--- begin Data for this task ---

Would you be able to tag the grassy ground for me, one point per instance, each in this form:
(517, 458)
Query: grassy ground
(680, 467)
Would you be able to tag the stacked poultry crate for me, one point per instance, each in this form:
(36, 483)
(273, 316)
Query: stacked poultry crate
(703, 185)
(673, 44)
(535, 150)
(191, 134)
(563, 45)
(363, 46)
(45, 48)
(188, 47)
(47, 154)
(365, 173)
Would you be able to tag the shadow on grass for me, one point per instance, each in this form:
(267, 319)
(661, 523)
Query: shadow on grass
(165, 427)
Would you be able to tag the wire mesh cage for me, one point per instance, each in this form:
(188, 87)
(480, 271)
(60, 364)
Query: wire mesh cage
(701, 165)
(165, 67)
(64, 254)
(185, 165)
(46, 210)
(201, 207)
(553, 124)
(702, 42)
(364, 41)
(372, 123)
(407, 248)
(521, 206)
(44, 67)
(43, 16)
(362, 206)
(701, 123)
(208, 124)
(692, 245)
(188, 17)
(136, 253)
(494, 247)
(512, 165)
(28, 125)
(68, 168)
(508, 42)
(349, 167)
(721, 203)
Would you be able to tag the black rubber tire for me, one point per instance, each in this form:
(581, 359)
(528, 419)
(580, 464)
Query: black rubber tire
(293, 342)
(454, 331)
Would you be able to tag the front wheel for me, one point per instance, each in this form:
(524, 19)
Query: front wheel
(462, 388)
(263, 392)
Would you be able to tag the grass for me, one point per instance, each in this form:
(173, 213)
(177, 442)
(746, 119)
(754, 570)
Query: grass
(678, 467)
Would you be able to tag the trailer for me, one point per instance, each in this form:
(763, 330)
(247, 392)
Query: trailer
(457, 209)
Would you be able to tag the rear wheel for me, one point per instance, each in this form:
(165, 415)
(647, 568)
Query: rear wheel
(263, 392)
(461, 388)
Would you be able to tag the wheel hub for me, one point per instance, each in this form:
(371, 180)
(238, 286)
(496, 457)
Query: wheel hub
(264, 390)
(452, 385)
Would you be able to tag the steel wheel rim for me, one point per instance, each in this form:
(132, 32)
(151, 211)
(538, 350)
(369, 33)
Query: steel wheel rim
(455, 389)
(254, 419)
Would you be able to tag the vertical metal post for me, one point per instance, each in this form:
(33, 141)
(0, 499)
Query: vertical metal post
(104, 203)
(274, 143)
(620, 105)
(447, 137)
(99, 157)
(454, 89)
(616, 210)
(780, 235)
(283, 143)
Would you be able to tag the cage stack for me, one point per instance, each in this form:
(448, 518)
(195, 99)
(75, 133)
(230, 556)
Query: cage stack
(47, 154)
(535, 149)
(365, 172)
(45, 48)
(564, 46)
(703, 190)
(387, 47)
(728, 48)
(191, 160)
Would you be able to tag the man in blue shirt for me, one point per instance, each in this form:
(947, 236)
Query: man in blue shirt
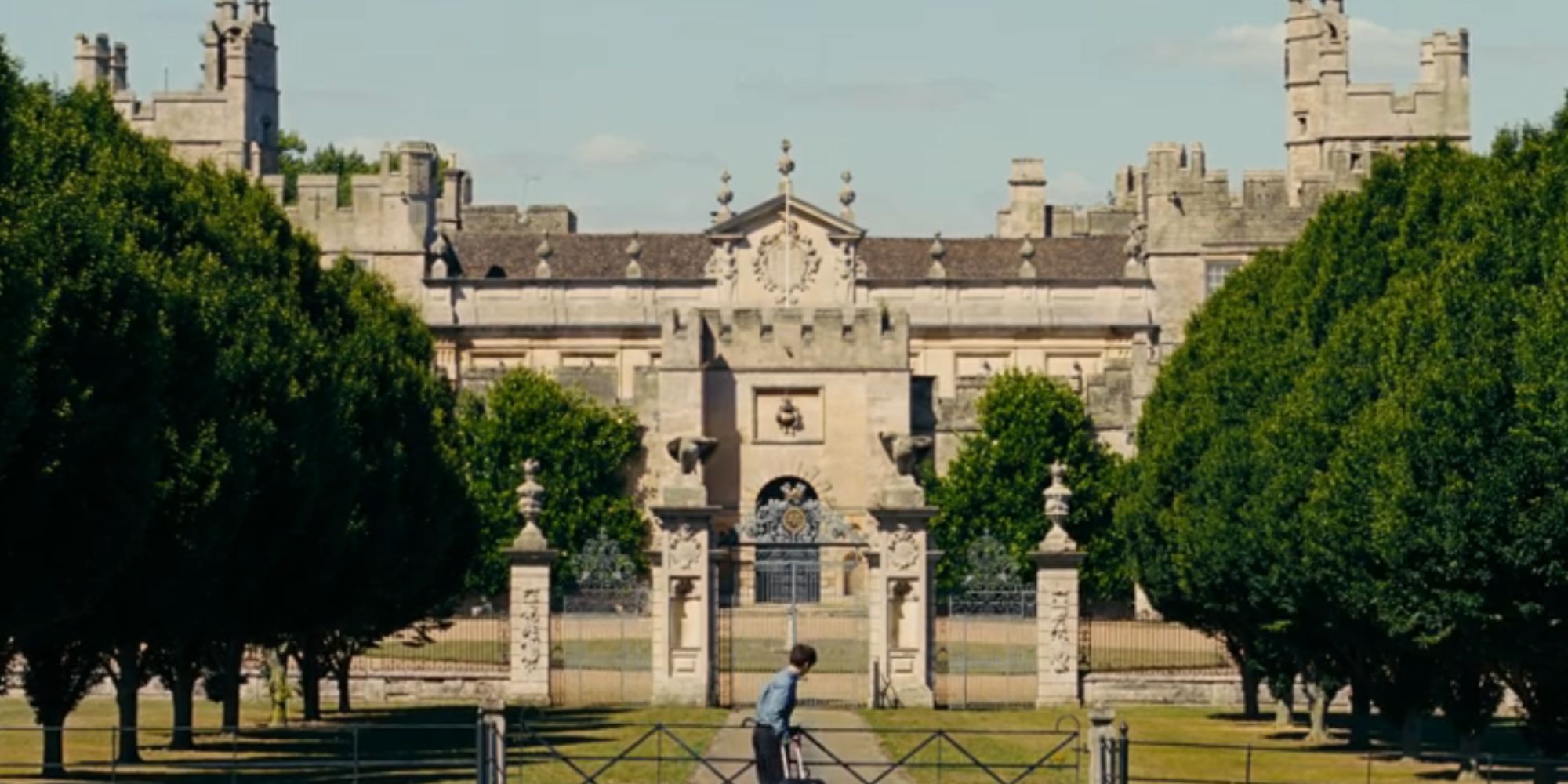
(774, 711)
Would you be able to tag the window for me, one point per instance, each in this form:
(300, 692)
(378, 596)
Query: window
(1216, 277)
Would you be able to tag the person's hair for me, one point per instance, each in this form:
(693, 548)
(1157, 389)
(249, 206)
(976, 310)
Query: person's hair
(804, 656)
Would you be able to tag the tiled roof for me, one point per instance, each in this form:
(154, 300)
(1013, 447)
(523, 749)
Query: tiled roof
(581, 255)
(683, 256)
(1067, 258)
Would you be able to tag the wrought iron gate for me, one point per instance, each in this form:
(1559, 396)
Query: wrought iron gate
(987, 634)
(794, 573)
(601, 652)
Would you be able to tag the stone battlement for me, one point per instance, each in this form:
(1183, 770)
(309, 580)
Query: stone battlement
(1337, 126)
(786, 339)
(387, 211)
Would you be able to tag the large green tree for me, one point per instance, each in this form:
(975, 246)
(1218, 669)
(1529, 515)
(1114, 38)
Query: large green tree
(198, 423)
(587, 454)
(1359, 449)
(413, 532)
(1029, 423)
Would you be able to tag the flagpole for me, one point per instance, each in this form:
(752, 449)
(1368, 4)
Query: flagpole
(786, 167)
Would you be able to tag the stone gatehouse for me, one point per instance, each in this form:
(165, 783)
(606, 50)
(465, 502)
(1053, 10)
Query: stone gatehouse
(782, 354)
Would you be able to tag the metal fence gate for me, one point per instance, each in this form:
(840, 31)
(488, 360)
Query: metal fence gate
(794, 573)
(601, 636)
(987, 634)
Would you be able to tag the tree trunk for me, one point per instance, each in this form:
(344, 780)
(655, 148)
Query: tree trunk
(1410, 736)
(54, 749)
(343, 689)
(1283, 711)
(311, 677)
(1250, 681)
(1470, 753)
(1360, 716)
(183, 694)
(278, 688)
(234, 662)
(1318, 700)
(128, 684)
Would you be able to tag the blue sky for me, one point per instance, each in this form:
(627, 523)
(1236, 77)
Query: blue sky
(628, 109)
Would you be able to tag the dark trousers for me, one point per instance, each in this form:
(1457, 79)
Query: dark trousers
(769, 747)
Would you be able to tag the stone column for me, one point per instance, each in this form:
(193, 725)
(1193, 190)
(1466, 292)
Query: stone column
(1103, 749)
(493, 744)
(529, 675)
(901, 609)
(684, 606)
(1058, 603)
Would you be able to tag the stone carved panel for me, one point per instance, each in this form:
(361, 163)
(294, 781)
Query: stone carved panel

--- end Data for this task ---

What the task asks = Quote all the lines above exactly as given. Do not include the pictures.

Response to the exercise =
Would you be able to tag the grassy ground for me, one point per instance, each in this form:
(517, 458)
Query: grassy ground
(680, 467)
Would you be able to tag the stacked poultry crate for me, one point per instance, each in this form:
(36, 483)
(273, 316)
Query: stacked poultry crate
(703, 185)
(673, 44)
(535, 150)
(191, 134)
(563, 45)
(363, 46)
(45, 48)
(188, 47)
(47, 154)
(365, 173)
Would you be able to tag the shadow on grass for me, one point per instance, each in this form:
(267, 319)
(661, 523)
Query: shadow on grass
(165, 427)
Would you be able to tag the wire mesh cage for me, one point per instance, each in this form:
(188, 87)
(480, 271)
(60, 364)
Query: wire mesh cage
(701, 165)
(165, 67)
(64, 254)
(185, 165)
(46, 210)
(201, 207)
(553, 124)
(702, 42)
(364, 41)
(372, 123)
(407, 248)
(521, 206)
(44, 67)
(43, 16)
(362, 206)
(701, 123)
(208, 124)
(692, 245)
(188, 17)
(136, 253)
(494, 247)
(512, 165)
(28, 125)
(68, 168)
(508, 42)
(349, 167)
(721, 203)
Would you be able to tag the black rubber tire for me, one point per instance, each in this form:
(581, 359)
(528, 419)
(580, 464)
Query: black rubber tire
(293, 342)
(454, 331)
Would you be able to tag the front wheel for me, one point per instance, each in this form:
(524, 19)
Query: front wheel
(462, 388)
(263, 392)
Would you be able to tag the grass for me, one point per instance, each in this form:
(173, 213)
(177, 442)
(746, 119)
(754, 570)
Query: grass
(678, 467)
Would you be able to tag the trailer for me, one point per instance, each in this form:
(763, 330)
(247, 392)
Query: trailer
(457, 209)
Would you be able to tag the rear wheel for me, one point per instance, each in this form:
(165, 415)
(647, 568)
Query: rear wheel
(263, 392)
(461, 388)
Would you be able to tag the wheel hub for me, one point per instance, each in this form:
(371, 180)
(238, 286)
(496, 457)
Query: wheel hub
(264, 390)
(452, 385)
Would you be able to tag the steel wheel rim for me, one point per instance, each in this form:
(132, 32)
(151, 211)
(538, 350)
(369, 33)
Query: steel wheel rim
(455, 389)
(254, 419)
Would you be able to tag the vertical metal post for me, one point per instance, each in this form:
(33, 141)
(0, 499)
Query: vertical metal post
(104, 203)
(274, 143)
(620, 105)
(447, 137)
(99, 157)
(454, 89)
(616, 210)
(780, 235)
(283, 143)
Would you be able to tag the cage stack for me, one point per instance, each in this form:
(448, 518)
(195, 99)
(75, 133)
(230, 556)
Query: cage stack
(47, 154)
(535, 149)
(365, 172)
(45, 48)
(564, 46)
(703, 190)
(387, 47)
(728, 48)
(191, 160)
Would you be able to tag the man in blue shirt for me, one point per instance, each in this form:
(947, 236)
Query: man in blue shirt
(774, 711)
Would you be able to tag the window for me, one point per instance, each in this form:
(300, 692)
(378, 596)
Query: window
(1216, 277)
Would you be able to tag the person's hair for me, one point per instance, each in this form:
(693, 548)
(1157, 389)
(249, 206)
(976, 310)
Query: person's hair
(804, 656)
Would you be able to tag the tiled roof for me, one point per instance, each in this form:
(154, 300)
(1013, 447)
(523, 749)
Query: tiled roof
(581, 255)
(683, 256)
(1067, 258)
Would you be able to tag the wrought iron gate for me, one point per instance, each in this form:
(1559, 396)
Query: wrought iron gate
(987, 634)
(794, 573)
(601, 652)
Would you be able to tag the stone battlement for me, one point per instance, each in this form:
(1183, 770)
(309, 580)
Query: stone battlement
(1337, 126)
(786, 339)
(387, 211)
Would you be able to tag the large green tree for me, one point per instance, each in this form:
(975, 246)
(1218, 669)
(1529, 515)
(1114, 38)
Query: large green tree
(198, 423)
(587, 454)
(1359, 449)
(413, 532)
(1029, 423)
Would you be able to tag the flagpole for me, one point per instance, each in this form:
(752, 449)
(1368, 4)
Query: flagpole
(786, 167)
Would you be able to tag the stone gatehouse for me, one point per instance, each in this form:
(165, 783)
(606, 50)
(465, 502)
(1053, 10)
Query: stone gatehouse
(782, 354)
Would you be able to tag the metal fence gate for me, one point per instance, each in this form:
(840, 31)
(488, 360)
Query: metal fence gate
(794, 573)
(601, 636)
(987, 634)
Would you be able to tag the tree trunk for me, one point per instance, each in this form:
(344, 780)
(655, 148)
Query: tree trunk
(1410, 736)
(54, 749)
(343, 689)
(1283, 711)
(311, 677)
(1250, 681)
(1470, 753)
(1360, 716)
(183, 694)
(278, 688)
(234, 662)
(1318, 700)
(128, 684)
Would you be able to tag the blue sky for me, one point per instance, each in this form:
(627, 523)
(1236, 77)
Query: blue sky
(628, 109)
Would you be able to tag the dark trousers for me, one point per instance, each in this form:
(1457, 79)
Query: dark trousers
(769, 747)
Would you be able to tag the stone column for me, one point per instance, each in this form:
(193, 725)
(1193, 190)
(1466, 292)
Query: stone column
(1103, 749)
(493, 744)
(529, 675)
(901, 609)
(684, 606)
(1058, 603)
Would you be able to tag the stone carved panel for me, one point per instance, each in this form:
(361, 163)
(294, 781)
Query: stone carved panel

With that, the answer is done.